Required task:
In full and without deviation, write out the entries that follow.

>> Begin Records shown

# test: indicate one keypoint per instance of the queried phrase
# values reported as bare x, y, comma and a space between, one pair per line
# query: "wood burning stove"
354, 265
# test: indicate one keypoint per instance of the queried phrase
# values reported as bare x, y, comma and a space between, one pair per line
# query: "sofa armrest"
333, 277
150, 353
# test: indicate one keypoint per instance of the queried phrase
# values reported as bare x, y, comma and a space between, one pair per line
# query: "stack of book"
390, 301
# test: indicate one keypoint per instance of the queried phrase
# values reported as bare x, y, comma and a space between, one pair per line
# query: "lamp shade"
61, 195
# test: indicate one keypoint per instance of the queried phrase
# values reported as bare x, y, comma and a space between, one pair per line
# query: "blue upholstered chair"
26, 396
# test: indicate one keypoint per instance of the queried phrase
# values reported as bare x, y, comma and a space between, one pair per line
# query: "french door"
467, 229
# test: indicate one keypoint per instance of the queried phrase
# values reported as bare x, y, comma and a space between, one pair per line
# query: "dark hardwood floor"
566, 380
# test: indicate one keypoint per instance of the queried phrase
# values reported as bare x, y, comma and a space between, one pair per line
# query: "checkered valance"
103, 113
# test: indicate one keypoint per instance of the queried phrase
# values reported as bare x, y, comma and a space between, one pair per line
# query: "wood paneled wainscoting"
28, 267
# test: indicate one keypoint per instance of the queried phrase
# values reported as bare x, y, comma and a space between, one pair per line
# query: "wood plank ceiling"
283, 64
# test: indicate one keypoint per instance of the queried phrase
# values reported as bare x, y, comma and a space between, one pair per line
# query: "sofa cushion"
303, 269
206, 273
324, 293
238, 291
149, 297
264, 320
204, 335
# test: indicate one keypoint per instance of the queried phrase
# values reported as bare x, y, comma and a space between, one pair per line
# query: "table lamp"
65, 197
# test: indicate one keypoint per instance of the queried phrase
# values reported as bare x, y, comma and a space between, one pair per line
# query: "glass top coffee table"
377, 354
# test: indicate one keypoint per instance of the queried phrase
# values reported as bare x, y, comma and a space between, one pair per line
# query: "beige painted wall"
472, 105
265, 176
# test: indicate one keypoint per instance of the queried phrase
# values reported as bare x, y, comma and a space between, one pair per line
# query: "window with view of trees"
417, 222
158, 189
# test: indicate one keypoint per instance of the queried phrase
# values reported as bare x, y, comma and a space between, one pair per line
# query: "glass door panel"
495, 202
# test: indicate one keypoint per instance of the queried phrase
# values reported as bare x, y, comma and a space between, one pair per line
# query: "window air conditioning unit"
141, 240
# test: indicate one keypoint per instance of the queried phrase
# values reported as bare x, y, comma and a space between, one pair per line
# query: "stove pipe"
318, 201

>> End Records shown

Answer to the task:
# test: indicate one keypoint per instance of the queried phrase
# values reported as bare x, y, comma and a space between, one pair per line
# query: "wood burning stove"
354, 265
# test: indicate one keypoint per instance of the queried phrase
# values reported as bare x, y, comma and a space between, one pair per line
# query: "sofa armrest"
333, 277
150, 353
# test: indicate one keypoint per instance of the queried phrase
# values reported as bare x, y, comma and a space between, one pair per line
# query: "stack of book"
390, 301
# test: indicate one keypoint per instance of the queried phrase
# values reported as bare x, y, comma and a space between, one pair per line
# query: "lamp shade"
61, 195
# test: indicate one keypoint per instance of the queried phrase
# values reported as bare x, y, comma and a space between, one pair per line
# query: "blue upholstered chair"
26, 396
# test: indicate one keypoint per instance of the queried phrase
# values reported as bare x, y, comma and a space between, one pair per line
# query: "french door"
467, 229
# test: indicate one keypoint per instance of the queried phrase
# values reported as bare x, y, comma and a space between, one pair per line
# query: "dark hardwood floor"
566, 380
# test: indicate one keypoint per instance of the queried phrase
# values reported as bare x, y, comma and a space between, one pair per line
# query: "checkered valance"
103, 113
# test: indicate one keypoint per instance of the queried phrase
# values reported as bare x, y, comma and a space between, one pair per line
# query: "wood paneled wainscoting"
28, 267
# test: indicate one keypoint per instance of the queried phrase
# values reported as bare x, y, comma and a space between, one pair per line
# query: "wood plank ceiling"
283, 64
# test: indicate one keypoint per instance of the queried phrase
# values reported as bare x, y, comma and a space between, one pair per line
# query: "sofa cushion"
303, 269
206, 273
324, 293
238, 291
149, 297
264, 320
204, 335
# test: indicate one keypoint per instance of the queried phrase
# values reported as bare x, y, comma and a space between, one pair per line
# query: "table lamp"
65, 197
# test: indicate one keypoint per instance of the queried phrase
# values reported as bare x, y, comma and a space between, one pair per line
# query: "glass top coffee table"
377, 354
# test: indicate one keypoint per instance of the queried phrase
# values reported as bare x, y, comma and a space between, one pair per line
# query: "beige painted wall"
472, 105
265, 176
# test: indicate one keypoint per instance of the queried phrase
# values reported as bare x, y, comma and a space between, one pair per line
# query: "window with view of trees"
417, 222
158, 189
# test: indicate one keypoint per instance of the queried phrase
# values reported as bare x, y, comma and a space between, one pair per line
# query: "glass door panel"
495, 202
# test: indicate one keypoint per instance of the queried phrase
# values reported as bare x, y, comma and a space between, one pair per line
# query: "window air conditioning unit"
141, 240
# test: indicate one keypoint per instance of the queried phrase
# values reported as bare x, y, comma and a space between, one pair per line
# query: "stove pipe"
318, 201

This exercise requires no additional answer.